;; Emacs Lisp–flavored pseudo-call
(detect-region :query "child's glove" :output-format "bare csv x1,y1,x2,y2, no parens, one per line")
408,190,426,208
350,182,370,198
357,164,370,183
■ ■ ■ ■ ■
• _Written exercise_
In the item above, change "child's glove" to "child's mitten" and write out its lines again with nothing else altered.

• _Response_
;; Emacs Lisp–flavored pseudo-call
(detect-region :query "child's mitten" :output-format "bare csv x1,y1,x2,y2, no parens, one per line")
408,190,426,208
350,182,370,198
357,164,370,183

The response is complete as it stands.